**Given text:**
====

- A little-used cancer drug from Novartis could pose a challenge to the company's cross-town rival Roche in multiple sclerosis, following study results showing the therapy convincingly reduced relapses and slowed disability progression in patients with the neurological disorder.
- In two Phase 3 trials, Novartis pitted ofatumumab, sold as Arzerra for cancer treatment, against Sanofi's seven-year old Aubagio in relapsing MS. While comparing results across trials can mislead, the annualized relapse rate posted by patients in the ofatumumab arms look on par with what Roche's Ocrevus yielded in the trials that led to its approval for the condition.
- Novartis hinted at ofatumumab's potential competitiveness in its statement on the data, highlighting the drug's injectable delivery and low need for patient monitoring. Ocrevus is infused and requires patients be monitored for at least an hour after treatment.
Novartis won't readily cede its long-time leading position in MS, a disease that's seen more than half a dozen new treatments arrive since approval of the Swiss pharma's Gilenya (fingolimod) in 2010.
As a leukemia treatment, ofatumumab has been rapidly eclipsed by drugs like AbbVie's Imbruvica (ibrutinib), leading Novartis to stop marketing the medicine outside the U.S.

====

**Study material:**
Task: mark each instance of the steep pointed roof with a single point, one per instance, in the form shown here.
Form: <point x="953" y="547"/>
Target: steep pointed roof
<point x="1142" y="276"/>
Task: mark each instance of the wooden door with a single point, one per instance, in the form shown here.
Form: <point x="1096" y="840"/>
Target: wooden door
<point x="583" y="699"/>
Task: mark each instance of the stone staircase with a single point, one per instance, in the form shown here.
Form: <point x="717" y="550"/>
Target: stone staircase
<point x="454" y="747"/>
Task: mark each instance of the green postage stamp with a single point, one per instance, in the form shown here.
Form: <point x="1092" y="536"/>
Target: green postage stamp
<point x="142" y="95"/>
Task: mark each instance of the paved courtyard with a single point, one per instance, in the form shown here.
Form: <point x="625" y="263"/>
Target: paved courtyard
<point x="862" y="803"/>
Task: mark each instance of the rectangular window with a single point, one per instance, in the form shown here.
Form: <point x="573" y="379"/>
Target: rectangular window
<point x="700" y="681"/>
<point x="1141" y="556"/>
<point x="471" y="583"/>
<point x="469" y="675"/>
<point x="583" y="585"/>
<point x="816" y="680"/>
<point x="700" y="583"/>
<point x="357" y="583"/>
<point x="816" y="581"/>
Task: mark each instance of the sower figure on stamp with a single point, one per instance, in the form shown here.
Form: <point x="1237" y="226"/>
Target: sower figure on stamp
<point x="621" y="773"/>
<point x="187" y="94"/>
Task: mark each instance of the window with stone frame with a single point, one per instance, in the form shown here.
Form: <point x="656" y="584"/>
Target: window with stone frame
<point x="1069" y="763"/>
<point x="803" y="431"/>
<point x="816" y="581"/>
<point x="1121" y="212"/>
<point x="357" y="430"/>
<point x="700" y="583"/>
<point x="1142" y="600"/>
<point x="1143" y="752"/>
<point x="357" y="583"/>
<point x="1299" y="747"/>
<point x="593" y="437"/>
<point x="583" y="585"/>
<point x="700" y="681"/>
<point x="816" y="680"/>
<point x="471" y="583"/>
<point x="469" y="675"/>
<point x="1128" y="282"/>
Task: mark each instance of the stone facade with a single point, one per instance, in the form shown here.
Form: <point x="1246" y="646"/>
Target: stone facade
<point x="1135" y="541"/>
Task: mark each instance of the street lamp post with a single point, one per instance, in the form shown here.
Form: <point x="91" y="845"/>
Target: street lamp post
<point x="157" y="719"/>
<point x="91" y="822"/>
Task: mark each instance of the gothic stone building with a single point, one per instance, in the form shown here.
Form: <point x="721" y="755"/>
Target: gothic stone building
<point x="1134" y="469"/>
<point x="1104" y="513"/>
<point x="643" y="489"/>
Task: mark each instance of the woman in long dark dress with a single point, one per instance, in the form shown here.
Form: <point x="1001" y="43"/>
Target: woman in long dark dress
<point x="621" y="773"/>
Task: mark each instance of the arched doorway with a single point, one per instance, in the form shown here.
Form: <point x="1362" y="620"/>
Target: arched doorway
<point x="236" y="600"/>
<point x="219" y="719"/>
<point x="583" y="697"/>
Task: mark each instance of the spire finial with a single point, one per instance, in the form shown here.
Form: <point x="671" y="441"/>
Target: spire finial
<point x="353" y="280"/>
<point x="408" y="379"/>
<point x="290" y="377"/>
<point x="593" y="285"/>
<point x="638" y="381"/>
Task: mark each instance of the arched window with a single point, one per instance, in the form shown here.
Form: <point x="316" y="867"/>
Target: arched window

====

**Exercise description:**
Reproduce verbatim the passage of the ofatumumab text that opens with the words containing "As a leukemia" and closes with "outside the U.S.".

**Answer to the problem:**
As a leukemia treatment, ofatumumab has been rapidly eclipsed by drugs like AbbVie's Imbruvica (ibrutinib), leading Novartis to stop marketing the medicine outside the U.S.